» Working data:
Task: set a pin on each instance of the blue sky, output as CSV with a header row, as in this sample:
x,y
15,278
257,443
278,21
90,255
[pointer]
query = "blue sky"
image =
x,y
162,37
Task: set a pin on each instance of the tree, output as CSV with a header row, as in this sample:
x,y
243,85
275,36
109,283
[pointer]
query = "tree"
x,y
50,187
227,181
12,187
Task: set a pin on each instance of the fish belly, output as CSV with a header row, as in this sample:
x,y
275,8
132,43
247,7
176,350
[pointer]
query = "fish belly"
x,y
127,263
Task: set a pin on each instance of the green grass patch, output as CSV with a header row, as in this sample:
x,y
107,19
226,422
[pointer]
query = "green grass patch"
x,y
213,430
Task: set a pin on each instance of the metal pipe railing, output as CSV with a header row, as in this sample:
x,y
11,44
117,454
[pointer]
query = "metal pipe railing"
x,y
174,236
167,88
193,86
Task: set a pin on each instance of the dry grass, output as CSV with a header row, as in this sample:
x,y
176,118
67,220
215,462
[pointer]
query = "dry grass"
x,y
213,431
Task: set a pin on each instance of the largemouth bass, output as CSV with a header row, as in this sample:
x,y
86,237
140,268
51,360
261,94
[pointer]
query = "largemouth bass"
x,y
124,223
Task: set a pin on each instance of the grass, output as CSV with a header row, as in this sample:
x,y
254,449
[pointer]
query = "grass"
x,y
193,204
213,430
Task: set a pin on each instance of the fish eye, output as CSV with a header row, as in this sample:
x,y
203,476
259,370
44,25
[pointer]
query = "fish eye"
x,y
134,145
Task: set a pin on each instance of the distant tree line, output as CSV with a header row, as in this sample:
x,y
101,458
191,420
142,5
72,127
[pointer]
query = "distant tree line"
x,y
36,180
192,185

» Exercise goal:
Identify the lines of the entries containing the string "blue". Copy each such line.

» Expected answer:
Task: set a pin on each instance of the blue sky, output as CSV with a header row, as in this sample:
query = "blue sky"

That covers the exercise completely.